::: SUPPLIED INFORMATION :::

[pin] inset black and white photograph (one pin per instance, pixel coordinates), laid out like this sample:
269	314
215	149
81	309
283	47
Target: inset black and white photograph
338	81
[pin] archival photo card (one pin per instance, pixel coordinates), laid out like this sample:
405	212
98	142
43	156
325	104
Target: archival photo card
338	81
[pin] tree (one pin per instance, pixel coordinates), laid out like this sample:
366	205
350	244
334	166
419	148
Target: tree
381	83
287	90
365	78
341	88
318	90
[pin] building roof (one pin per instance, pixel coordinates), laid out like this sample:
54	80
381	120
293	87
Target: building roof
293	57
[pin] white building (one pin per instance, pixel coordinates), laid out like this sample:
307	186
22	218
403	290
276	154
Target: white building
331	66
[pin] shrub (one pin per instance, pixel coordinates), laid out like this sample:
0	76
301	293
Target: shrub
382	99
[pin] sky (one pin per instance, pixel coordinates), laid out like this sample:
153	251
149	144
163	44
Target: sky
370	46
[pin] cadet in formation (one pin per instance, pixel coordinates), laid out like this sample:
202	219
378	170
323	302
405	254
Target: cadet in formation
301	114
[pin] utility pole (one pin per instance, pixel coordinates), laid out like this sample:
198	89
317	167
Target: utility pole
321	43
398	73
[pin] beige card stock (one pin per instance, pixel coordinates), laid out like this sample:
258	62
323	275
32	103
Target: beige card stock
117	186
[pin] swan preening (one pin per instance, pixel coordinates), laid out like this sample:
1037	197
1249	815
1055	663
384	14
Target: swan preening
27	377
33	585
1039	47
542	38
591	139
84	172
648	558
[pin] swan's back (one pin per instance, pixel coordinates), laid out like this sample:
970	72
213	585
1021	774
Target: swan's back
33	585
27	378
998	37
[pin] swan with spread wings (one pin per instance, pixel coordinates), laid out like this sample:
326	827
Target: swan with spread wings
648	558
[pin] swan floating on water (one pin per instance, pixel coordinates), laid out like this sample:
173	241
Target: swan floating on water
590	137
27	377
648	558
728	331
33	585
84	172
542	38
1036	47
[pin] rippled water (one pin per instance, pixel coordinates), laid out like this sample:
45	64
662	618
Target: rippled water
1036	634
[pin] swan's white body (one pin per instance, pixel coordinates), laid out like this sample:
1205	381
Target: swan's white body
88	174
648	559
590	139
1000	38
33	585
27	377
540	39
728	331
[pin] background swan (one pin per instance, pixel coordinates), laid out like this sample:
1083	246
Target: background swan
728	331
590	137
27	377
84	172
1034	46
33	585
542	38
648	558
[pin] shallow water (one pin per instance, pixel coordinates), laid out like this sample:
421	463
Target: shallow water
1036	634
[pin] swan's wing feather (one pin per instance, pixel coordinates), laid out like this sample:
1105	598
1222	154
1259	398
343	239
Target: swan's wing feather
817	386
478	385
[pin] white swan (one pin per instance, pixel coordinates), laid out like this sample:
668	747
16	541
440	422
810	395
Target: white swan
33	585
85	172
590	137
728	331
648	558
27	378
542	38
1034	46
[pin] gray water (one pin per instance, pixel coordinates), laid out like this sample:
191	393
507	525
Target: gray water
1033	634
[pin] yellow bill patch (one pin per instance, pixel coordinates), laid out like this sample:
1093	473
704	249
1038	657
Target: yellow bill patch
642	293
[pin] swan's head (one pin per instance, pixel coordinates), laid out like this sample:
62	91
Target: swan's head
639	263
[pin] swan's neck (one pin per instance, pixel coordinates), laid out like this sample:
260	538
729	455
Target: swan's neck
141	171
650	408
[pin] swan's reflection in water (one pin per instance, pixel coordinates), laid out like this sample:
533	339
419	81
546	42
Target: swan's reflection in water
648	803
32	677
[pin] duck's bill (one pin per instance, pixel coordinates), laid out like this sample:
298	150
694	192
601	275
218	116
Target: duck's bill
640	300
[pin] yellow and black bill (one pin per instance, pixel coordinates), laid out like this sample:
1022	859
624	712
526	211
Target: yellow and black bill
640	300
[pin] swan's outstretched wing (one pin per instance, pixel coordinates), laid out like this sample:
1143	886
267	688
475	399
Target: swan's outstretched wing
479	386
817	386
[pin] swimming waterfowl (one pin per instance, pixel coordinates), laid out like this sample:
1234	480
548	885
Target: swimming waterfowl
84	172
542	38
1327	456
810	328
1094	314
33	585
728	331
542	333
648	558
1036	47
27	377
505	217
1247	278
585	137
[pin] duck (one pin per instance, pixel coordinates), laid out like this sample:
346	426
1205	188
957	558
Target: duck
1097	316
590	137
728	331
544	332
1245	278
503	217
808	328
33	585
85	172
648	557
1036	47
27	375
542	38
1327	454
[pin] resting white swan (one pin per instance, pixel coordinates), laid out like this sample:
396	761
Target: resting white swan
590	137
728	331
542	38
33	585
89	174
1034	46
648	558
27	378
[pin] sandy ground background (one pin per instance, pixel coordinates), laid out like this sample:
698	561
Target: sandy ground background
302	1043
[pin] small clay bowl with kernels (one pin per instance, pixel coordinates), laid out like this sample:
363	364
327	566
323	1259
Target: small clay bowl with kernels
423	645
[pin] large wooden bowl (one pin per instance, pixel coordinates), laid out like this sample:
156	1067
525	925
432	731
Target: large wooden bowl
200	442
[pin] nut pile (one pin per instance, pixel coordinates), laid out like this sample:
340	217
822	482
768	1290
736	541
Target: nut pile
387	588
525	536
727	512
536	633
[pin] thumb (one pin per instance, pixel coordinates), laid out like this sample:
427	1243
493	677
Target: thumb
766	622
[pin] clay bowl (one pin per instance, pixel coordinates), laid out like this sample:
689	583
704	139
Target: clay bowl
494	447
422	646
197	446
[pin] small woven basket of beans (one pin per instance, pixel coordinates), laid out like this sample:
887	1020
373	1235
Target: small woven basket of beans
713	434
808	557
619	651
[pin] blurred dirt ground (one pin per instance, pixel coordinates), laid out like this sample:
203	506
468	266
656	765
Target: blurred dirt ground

:::

Repeat each record exactly, leaving nothing out.

[pin] inset black and white photograph (one pin per instance, pixel coordinates), laid out like this sample:
269	314
215	149
81	309
283	47
Target: inset black and white photograph
338	81
[pin] archival photo card (one pin per instance, pixel coordinates), laid out like this sample:
405	212
98	142
43	156
325	104
Target: archival photo card
338	81
[pin] tree (one pin per instance, pixel coordinates), laid out like this sample:
366	205
350	244
334	166
419	148
Target: tree
381	83
287	90
365	78
341	88
318	90
[pin] building roof (one pin per instance, pixel coordinates), laid out like this sample:
54	80
381	120
293	87
Target: building roof
293	57
[pin] white building (one pin per instance, pixel coordinates), laid out like this sample:
307	186
22	218
403	290
276	154
Target: white building
331	66
[pin] shrub (one pin per instance, pixel coordinates), laid out like this sample:
0	76
301	293
Target: shrub
382	99
[pin] sky (one pin per instance, pixel coordinates), laid out like this sample:
153	251
149	144
163	44
Target: sky
370	46
[pin] cadet in formation (one pin per instance, pixel coordinates), laid out like this sample:
202	219
378	170
323	302
405	254
Target: cadet in formation
301	114
[pin] utility pole (one pin per instance, pixel coordinates), laid out like this sample:
198	89
317	167
Target: utility pole
321	43
398	73
[pin] beige card stock (one pin per instance, pixel coordinates), laid out like this sample:
258	62
323	275
32	103
Target: beige card stock
117	186
[pin] swan preening (one pin per instance, pixel coordinates), laid out like this sample:
1037	197
1249	815
1055	663
384	14
Target: swan preening
27	377
33	585
1039	47
542	38
591	139
84	172
648	558
[pin] swan's back (one pin per instance, pixel coordinates), laid out like this sample:
970	72
213	585
1021	774
Target: swan's back
33	585
27	378
998	37
[pin] swan with spread wings (one pin per instance, pixel coordinates), laid out like this sample:
326	827
Target: swan with spread wings
648	558
[pin] swan floating on water (one pin per instance, pixel coordinates), laid out like this sample:
173	241
Target: swan floating on water
590	137
27	377
648	558
728	331
33	585
84	172
542	38
1036	47
[pin] rippled water (one pin per instance, pixel coordinates), laid out like this sample:
45	64
662	618
Target: rippled water
1036	634
[pin] swan's white body (one pin per instance, pixel coordinates), laid out like this sample:
1205	381
Target: swan's white body
88	174
648	559
590	139
1000	38
33	585
27	377
540	39
728	331
[pin] background swan (one pin per instance, pixel coordinates), laid out like this sample:
1083	246
Target: background swan
728	331
590	137
27	377
84	172
1034	46
33	585
542	38
648	558
[pin] shallow water (one pin per instance, pixel coordinates), laid out like this sample:
421	463
Target: shallow water
1036	634
[pin] swan's wing feather (one pin per instance, pixel coordinates), laid out like this sample:
1105	598
1222	154
1259	398
343	239
Target: swan's wing feather
817	386
478	385
[pin] white swan (one pin per instance, pixel coordinates), laid out like this sample:
668	747
16	541
440	422
810	395
Target: white swan
33	585
85	172
590	137
728	331
648	558
27	378
542	38
1034	46
[pin] gray water (one pin per instance, pixel coordinates), laid out like this sample:
191	393
507	525
Target: gray water
1033	634
[pin] yellow bill patch (one pin per instance, pixel coordinates), laid out like this sample:
1093	473
704	249
1038	657
Target: yellow bill patch
642	293
[pin] swan's head (one pin per instance, pixel coordinates), laid out like this sample:
62	91
Target: swan's head
639	263
[pin] swan's neck (one pin per instance, pixel coordinates), laid out like this sample:
260	538
729	455
Target: swan's neck
141	171
650	408
[pin] swan's reflection in water (one pin per instance, pixel coordinates), laid out like this sample:
533	339
419	81
546	42
Target: swan's reflection in water
648	803
32	677
[pin] duck's bill (one pin per instance, pixel coordinates), laid out like this sample:
298	150
694	192
601	275
218	116
Target: duck's bill
640	300
[pin] yellow and black bill (one pin per instance, pixel coordinates), laid out like this sample:
1022	859
624	712
526	211
Target: yellow and black bill
640	300
[pin] swan's outstretched wing (one pin per instance, pixel coordinates), laid out like this sample:
1143	886
267	688
475	399
Target: swan's outstretched wing
479	386
817	386
[pin] swimming waterfowl (one pin per instance, pixel coordinates), laid out like this sample:
1234	480
548	885
Target: swimming waterfowl
84	172
542	38
1327	456
810	328
1094	314
33	585
728	331
542	333
648	558
1036	47
27	377
505	217
1247	278
585	137
[pin] duck (one pin per instance, pixel coordinates), laid out like this sample:
346	426
1205	188
957	558
Target: duck
1097	316
590	137
728	331
544	332
1245	278
503	217
808	328
33	585
85	172
648	557
1036	47
27	375
542	38
1327	454
[pin] resting white swan (one pin per instance, pixel coordinates), laid out like this sample:
396	761
Target: resting white swan
590	137
728	331
542	38
33	585
89	174
1034	46
648	558
27	378
[pin] sandy ground background (one pin per instance, pixel coordinates), laid out like this sample:
698	561
Target: sandy ground background
302	1043
[pin] small clay bowl with kernels (one pin per instance, pixel coordinates), laid out like this sample:
363	364
327	566
323	1259
Target: small clay bowl with kernels
423	645
[pin] large wooden bowl (one pin per instance, pixel coordinates), laid out like this sample:
156	1067
525	925
432	731
Target: large wooden bowl
200	442
[pin] nut pile (one pin per instance, pixel coordinates), laid out like this sample:
340	217
822	482
768	1290
736	541
Target: nut pile
387	588
525	536
727	512
536	633
[pin] thumb (one pin per instance, pixel coordinates), laid out like this sample:
427	1243
493	677
Target: thumb
766	622
[pin] clay bowl (one pin per instance, pixel coordinates), laid out like this sample:
689	583
704	139
Target: clay bowl
494	447
422	646
197	446
[pin] small woven basket of beans (one pin per instance, pixel coordinates), laid out like this sample:
887	1020
373	1235
Target: small woven basket of beans
713	434
808	557
619	651
[pin] blurred dirt ground (one pin per instance, pixel coordinates), laid out like this sample:
203	506
468	266
656	765
Target: blurred dirt ground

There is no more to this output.